Your task:
Your job is to report every line of the entries that has "covered".

# # #

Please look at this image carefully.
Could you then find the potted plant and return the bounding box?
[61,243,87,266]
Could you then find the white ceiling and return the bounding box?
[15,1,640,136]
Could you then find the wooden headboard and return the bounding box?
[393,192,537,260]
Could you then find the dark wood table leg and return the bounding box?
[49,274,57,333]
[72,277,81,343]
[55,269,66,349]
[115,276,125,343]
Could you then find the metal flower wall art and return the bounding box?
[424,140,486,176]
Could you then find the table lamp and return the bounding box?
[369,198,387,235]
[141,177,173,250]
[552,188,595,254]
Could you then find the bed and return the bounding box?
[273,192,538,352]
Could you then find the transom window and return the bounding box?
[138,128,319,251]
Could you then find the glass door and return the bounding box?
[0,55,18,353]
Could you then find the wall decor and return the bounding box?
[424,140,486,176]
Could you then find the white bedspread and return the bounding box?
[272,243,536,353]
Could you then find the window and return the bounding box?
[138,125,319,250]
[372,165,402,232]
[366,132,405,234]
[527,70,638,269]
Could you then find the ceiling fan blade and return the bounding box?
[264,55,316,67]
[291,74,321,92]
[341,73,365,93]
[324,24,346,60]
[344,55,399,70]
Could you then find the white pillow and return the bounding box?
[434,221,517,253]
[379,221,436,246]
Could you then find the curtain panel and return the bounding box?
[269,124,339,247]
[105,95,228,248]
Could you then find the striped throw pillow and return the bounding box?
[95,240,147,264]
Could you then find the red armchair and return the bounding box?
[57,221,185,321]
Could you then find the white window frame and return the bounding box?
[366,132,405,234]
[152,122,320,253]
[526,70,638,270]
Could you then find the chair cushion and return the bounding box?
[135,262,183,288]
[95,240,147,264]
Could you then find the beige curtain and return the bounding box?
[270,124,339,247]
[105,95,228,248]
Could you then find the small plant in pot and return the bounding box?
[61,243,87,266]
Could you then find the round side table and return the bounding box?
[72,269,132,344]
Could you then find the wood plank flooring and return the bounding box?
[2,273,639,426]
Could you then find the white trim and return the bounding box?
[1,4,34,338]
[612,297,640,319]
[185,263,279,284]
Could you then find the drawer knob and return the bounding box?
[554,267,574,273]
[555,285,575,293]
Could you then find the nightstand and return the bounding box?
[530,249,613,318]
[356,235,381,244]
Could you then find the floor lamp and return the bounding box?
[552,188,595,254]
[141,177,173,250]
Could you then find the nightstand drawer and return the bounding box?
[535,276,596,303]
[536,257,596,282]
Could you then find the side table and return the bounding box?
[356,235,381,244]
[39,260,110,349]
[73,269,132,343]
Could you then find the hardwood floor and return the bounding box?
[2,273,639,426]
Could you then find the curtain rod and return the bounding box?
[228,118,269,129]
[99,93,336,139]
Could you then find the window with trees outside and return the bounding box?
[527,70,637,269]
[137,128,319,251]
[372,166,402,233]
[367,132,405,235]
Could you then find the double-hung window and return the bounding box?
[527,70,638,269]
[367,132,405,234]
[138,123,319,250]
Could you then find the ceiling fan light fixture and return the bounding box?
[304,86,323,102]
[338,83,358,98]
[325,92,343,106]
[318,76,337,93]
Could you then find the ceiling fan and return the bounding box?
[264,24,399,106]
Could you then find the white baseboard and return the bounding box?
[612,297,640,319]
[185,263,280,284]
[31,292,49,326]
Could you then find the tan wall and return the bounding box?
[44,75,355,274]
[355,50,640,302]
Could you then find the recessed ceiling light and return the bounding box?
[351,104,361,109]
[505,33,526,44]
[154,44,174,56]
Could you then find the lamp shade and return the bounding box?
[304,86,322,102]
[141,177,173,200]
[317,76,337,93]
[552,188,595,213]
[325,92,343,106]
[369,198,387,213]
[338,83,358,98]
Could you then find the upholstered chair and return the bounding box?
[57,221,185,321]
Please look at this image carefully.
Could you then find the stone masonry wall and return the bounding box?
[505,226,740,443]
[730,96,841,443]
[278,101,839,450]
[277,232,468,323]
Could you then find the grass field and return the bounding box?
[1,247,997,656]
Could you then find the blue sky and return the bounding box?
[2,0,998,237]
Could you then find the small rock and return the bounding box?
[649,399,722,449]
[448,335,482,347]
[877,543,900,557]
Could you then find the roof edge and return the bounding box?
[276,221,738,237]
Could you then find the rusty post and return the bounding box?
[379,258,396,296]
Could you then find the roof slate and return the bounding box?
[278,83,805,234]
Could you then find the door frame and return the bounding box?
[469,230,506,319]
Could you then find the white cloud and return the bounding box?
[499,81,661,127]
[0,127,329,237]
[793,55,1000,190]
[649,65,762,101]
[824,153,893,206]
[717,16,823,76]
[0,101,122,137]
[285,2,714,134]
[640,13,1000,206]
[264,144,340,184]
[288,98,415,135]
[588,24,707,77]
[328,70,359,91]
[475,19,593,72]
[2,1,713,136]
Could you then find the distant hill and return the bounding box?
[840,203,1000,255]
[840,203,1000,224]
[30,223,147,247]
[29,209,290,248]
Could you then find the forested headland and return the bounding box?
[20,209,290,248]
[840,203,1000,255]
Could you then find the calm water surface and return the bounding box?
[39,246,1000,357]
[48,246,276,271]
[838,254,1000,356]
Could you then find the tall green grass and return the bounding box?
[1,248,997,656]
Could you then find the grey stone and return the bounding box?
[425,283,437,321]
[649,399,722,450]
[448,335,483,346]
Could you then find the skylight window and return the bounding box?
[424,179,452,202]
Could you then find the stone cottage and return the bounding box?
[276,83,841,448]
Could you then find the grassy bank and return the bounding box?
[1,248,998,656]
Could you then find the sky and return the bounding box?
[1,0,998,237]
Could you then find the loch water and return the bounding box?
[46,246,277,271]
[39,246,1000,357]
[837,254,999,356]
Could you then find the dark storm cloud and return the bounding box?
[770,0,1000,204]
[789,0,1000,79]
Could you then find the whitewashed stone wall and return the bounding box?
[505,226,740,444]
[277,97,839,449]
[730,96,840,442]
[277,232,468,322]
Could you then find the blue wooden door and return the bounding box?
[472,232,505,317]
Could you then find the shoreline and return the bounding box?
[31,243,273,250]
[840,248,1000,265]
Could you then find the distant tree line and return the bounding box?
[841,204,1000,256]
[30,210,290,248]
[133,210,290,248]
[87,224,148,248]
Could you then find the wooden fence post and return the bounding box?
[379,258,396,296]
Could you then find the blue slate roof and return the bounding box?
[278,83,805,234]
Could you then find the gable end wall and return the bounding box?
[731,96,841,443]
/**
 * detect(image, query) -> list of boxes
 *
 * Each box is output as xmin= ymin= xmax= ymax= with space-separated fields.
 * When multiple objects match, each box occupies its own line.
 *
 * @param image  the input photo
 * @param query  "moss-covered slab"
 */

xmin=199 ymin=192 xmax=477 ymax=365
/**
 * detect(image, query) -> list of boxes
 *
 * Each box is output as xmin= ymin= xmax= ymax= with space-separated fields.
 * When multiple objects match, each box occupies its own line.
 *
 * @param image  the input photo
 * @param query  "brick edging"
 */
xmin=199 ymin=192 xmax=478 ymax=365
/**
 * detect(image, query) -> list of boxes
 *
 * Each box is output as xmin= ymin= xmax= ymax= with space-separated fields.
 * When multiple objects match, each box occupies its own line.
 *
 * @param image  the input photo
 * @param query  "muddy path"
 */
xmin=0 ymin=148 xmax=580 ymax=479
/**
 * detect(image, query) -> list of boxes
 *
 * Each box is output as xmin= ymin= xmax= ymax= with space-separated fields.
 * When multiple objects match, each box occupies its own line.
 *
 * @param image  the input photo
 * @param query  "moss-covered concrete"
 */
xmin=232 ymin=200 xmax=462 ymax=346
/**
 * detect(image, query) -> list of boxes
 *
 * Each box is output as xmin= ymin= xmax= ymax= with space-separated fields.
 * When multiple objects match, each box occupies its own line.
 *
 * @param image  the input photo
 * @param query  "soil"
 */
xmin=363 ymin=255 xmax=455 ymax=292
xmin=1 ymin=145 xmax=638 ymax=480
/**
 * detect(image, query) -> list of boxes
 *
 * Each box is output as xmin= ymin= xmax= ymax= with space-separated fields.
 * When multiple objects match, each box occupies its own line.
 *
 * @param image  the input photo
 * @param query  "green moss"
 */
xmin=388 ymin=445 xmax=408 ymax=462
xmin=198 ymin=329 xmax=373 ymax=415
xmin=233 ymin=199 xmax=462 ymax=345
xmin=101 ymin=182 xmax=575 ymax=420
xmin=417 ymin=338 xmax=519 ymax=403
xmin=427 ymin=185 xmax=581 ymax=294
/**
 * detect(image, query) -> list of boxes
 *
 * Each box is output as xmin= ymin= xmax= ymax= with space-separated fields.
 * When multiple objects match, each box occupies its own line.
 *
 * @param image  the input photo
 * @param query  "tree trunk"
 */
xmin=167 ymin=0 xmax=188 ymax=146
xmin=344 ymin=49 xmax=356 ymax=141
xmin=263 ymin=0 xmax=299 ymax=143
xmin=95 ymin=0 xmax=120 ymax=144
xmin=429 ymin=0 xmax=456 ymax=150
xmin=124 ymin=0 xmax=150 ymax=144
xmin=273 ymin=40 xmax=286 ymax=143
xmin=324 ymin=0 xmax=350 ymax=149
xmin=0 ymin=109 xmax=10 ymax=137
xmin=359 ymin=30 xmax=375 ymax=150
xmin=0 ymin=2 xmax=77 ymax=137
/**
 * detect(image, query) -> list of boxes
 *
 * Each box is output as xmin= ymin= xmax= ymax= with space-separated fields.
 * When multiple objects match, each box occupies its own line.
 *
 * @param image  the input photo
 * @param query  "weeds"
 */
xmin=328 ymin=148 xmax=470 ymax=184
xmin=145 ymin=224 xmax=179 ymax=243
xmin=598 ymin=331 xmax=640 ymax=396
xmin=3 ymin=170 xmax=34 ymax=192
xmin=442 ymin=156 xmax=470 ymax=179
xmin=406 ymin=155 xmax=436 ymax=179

# # #

Written solution:
 * @param query  "moss-covered slab"
 * @param query  "moss-covered concrete"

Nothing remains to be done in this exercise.